2012 Race of Portugal
- Round 7 of 12 in the 2012 World Touring Car Championship at Autódromo Internacional do Algarve in Portimão, Portugal.
- Date: 3 June, 2012
- Location: Portimão, Portugal
- Course: Autódromo Internacional do Algarve 4.654 kilometres (2.892 mi)

Race One
- Laps: 11

Pole position
- Driver:  / Gabriele Tarquini / Lukoil Racing Team
- Time:  / 1:53.966

Podium
- First:  / Yvan Muller / Chevrolet
- Second:  / Gabriele Tarquini / Lukoil Racing Team
- Third:  / Rob Huff / Chevrolet

Fastest Lap
- Driver:  / Yvan Muller / Chevrolet
- Time:  / 1:54.541

Race Two
- Laps: 11

Podium
- First:  / Alain Menu / Chevrolet
- Second:  / Pepe Oriola / Tuenti Racing Team
- Third:  / Tom Coronel / ROAL Motorsport

Fastest Lap
- Driver:  / Alain Menu / Chevrolet
- Time:  / 1:56.018

= 2012 FIA WTCC Race of Portugal =

The 2012 FIA WTCC Race of Portugal was the seventh round of the 2012 World Touring Car Championship season and the sixth running of the FIA WTCC Race of Portugal. It was held on 3 June 2012 at the Autódromo Internacional do Algarve in Portimão, Portugal. The first race was won by Yvan Muller for Chevrolet and the second race was won by Alain Menu, also for Chevrolet.

==Background==
Coming into the event, Yvan Muller was the championship leader on 206 points ahead of Robert Huff on 198 and Menu on 175 points. Pepe Oriola was leading the Yokohama Independents' Trophy.

James Thompson and TMS Sport made their last scheduled appearance of the season with the Lada Granta WTCC. Tom Boardman switched to the new SEAT turbocharged engine, having run the TDi engine since Spain.

For the Race of Portugal weekend, Menu would be playing the role of comic book character Michel Vaillant. His Chevrolet Cruze raced in special Vaillante colours and Menu himself wore a special race suit and dyed his hair to look like the French comic book racer.

==Report==

===Free Practice===
Lukoil Racing Team's Gabriele Tarquini set the pace in the first free practice session, nearly half a second ahead of the Chevrolet of Yvan Muller. Thompson put the TMS Sport Lada in 10th.

#### List of tasks:
A. Print the Race of Portugal article word for word, beginning with the words "The 2012 FIA" and ending after "Yokohama Independents' Trophy.".
B. According to the Race of Portugal article, how many championship points did Yvan Muller have coming into the event?

#### Supplied entries:

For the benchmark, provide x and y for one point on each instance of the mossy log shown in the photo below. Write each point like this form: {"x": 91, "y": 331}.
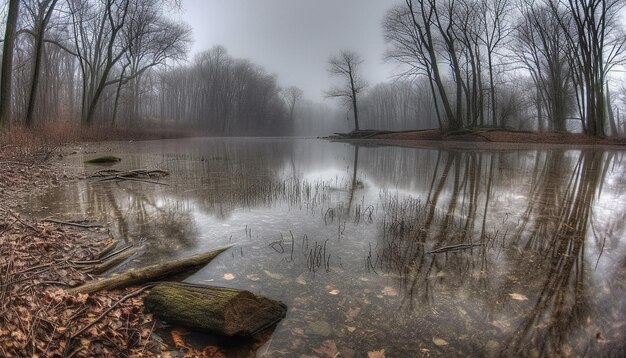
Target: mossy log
{"x": 149, "y": 273}
{"x": 212, "y": 309}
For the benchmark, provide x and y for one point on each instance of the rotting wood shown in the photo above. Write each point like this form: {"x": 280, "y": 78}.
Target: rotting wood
{"x": 140, "y": 175}
{"x": 107, "y": 249}
{"x": 149, "y": 273}
{"x": 112, "y": 261}
{"x": 218, "y": 310}
{"x": 72, "y": 223}
{"x": 104, "y": 160}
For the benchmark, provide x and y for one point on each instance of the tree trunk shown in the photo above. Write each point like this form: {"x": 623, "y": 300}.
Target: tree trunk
{"x": 7, "y": 63}
{"x": 149, "y": 273}
{"x": 41, "y": 30}
{"x": 218, "y": 310}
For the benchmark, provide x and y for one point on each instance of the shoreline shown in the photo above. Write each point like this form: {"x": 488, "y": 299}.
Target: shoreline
{"x": 39, "y": 259}
{"x": 483, "y": 139}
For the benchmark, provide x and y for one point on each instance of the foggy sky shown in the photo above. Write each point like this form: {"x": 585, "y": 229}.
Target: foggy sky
{"x": 293, "y": 38}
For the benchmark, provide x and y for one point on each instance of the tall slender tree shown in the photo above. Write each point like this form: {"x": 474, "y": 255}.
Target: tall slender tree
{"x": 347, "y": 66}
{"x": 7, "y": 63}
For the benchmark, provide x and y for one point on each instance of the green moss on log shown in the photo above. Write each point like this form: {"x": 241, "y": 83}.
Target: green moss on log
{"x": 150, "y": 273}
{"x": 103, "y": 160}
{"x": 218, "y": 310}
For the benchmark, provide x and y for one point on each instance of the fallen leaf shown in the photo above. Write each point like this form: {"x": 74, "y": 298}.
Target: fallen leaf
{"x": 301, "y": 280}
{"x": 177, "y": 338}
{"x": 376, "y": 354}
{"x": 352, "y": 313}
{"x": 518, "y": 297}
{"x": 275, "y": 276}
{"x": 228, "y": 276}
{"x": 328, "y": 349}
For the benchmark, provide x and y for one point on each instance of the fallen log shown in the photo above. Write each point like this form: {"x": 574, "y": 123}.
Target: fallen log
{"x": 149, "y": 273}
{"x": 113, "y": 261}
{"x": 212, "y": 309}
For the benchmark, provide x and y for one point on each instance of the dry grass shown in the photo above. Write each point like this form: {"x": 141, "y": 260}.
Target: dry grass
{"x": 59, "y": 133}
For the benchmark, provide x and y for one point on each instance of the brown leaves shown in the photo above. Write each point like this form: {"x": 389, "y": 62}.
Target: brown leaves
{"x": 328, "y": 349}
{"x": 376, "y": 354}
{"x": 518, "y": 297}
{"x": 40, "y": 317}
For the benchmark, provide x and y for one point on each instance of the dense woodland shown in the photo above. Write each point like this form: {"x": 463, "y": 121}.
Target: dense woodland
{"x": 545, "y": 65}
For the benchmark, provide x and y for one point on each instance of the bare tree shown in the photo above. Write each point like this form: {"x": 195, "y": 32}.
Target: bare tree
{"x": 597, "y": 45}
{"x": 97, "y": 28}
{"x": 346, "y": 66}
{"x": 7, "y": 63}
{"x": 542, "y": 48}
{"x": 292, "y": 95}
{"x": 41, "y": 11}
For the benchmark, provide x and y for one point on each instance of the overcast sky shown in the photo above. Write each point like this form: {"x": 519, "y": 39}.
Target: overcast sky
{"x": 293, "y": 38}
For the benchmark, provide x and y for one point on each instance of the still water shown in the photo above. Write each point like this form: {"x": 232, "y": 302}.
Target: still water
{"x": 385, "y": 251}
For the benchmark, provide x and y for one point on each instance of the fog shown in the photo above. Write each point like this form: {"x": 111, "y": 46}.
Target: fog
{"x": 293, "y": 39}
{"x": 281, "y": 68}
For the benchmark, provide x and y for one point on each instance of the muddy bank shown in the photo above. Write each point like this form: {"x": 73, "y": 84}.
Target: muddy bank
{"x": 38, "y": 260}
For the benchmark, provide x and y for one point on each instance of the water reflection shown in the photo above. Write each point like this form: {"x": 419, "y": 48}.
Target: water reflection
{"x": 417, "y": 252}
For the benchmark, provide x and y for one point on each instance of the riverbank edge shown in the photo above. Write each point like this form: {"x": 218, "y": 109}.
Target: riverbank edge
{"x": 31, "y": 170}
{"x": 487, "y": 139}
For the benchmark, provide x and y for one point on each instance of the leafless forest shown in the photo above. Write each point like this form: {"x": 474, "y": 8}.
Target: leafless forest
{"x": 545, "y": 65}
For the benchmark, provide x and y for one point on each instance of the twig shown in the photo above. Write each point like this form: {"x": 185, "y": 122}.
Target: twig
{"x": 15, "y": 163}
{"x": 118, "y": 178}
{"x": 25, "y": 224}
{"x": 130, "y": 295}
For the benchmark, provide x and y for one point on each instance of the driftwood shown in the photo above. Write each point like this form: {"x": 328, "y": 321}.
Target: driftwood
{"x": 107, "y": 249}
{"x": 149, "y": 273}
{"x": 141, "y": 175}
{"x": 212, "y": 309}
{"x": 360, "y": 134}
{"x": 453, "y": 248}
{"x": 104, "y": 160}
{"x": 72, "y": 223}
{"x": 113, "y": 261}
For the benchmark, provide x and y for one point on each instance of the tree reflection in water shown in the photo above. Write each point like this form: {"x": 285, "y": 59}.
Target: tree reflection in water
{"x": 543, "y": 254}
{"x": 541, "y": 269}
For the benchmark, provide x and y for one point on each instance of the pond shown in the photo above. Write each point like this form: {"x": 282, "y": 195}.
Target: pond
{"x": 386, "y": 251}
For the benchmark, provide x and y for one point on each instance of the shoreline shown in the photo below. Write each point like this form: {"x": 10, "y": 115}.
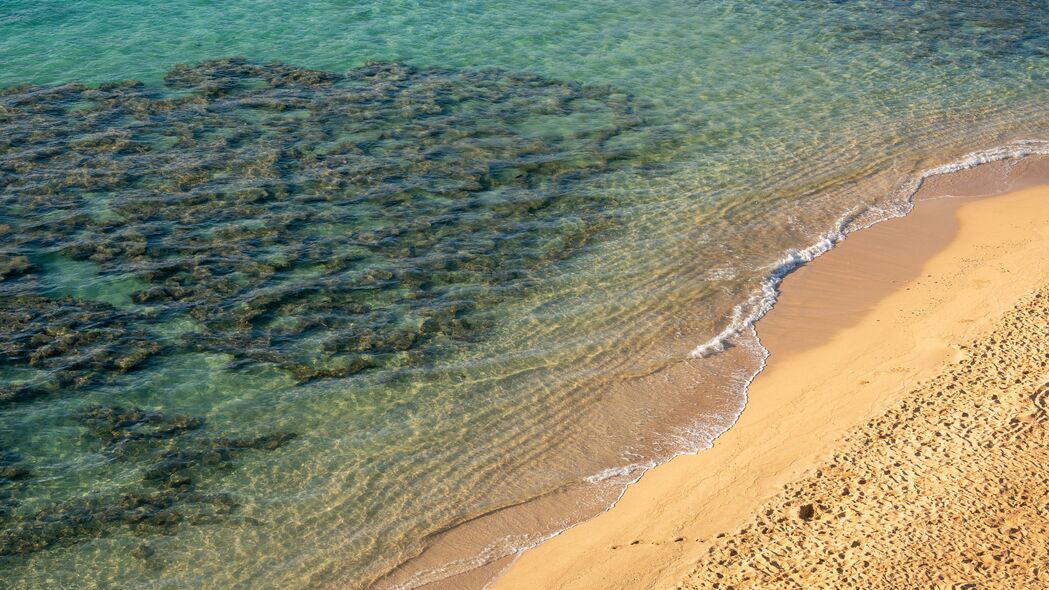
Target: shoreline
{"x": 842, "y": 294}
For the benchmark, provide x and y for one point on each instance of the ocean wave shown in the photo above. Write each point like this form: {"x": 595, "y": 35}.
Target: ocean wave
{"x": 762, "y": 300}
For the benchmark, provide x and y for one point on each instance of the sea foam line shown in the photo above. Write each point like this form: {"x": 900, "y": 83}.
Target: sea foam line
{"x": 745, "y": 317}
{"x": 762, "y": 300}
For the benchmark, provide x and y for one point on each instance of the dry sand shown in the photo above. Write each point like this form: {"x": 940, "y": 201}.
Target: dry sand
{"x": 907, "y": 367}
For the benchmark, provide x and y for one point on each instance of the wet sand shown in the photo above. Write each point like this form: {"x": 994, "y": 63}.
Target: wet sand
{"x": 861, "y": 341}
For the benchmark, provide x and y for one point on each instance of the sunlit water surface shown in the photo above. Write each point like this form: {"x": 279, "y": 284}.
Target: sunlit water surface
{"x": 378, "y": 293}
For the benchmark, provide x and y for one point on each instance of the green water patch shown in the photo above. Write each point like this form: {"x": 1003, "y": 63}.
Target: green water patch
{"x": 176, "y": 256}
{"x": 392, "y": 185}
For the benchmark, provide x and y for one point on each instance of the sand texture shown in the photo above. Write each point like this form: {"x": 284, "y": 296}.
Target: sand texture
{"x": 850, "y": 339}
{"x": 949, "y": 488}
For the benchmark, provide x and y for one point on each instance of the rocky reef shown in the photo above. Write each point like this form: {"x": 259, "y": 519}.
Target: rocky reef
{"x": 320, "y": 223}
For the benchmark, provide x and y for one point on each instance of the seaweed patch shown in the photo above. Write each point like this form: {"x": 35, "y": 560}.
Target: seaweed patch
{"x": 322, "y": 223}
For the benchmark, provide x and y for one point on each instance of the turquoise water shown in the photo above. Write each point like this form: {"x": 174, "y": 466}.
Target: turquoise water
{"x": 375, "y": 294}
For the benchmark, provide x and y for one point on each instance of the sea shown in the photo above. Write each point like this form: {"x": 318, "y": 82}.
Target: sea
{"x": 362, "y": 294}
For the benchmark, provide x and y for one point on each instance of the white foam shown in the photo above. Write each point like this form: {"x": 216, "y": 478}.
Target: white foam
{"x": 760, "y": 302}
{"x": 744, "y": 317}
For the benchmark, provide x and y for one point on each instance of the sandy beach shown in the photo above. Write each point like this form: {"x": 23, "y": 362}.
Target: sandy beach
{"x": 896, "y": 438}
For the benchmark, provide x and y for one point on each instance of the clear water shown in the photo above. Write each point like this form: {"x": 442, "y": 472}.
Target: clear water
{"x": 336, "y": 322}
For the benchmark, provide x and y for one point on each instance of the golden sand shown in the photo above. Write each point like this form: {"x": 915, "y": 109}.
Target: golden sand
{"x": 896, "y": 439}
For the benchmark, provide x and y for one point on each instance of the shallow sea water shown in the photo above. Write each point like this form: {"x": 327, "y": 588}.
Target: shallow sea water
{"x": 375, "y": 294}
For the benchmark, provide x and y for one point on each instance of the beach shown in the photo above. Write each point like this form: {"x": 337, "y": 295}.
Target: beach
{"x": 896, "y": 437}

#### Task responses:
A.
The 2012 FIA WTCC Race of Portugal was the seventh round of the 2012 World Touring Car Championship season and the sixth running of the FIA WTCC Race of Portugal. It was held on 3 June 2012 at the Autódromo Internacional do Algarve in Portimão, Portugal. The first race was won by Yvan Muller for Chevrolet and the second race was won by Alain Menu, also for Chevrolet.

==Background==
Coming into the event, Yvan Muller was the championship leader on 206 points ahead of Robert Huff on 198 and Menu on 175 points. Pepe Oriola was leading the Yokohama Independents' Trophy.

B. 206 points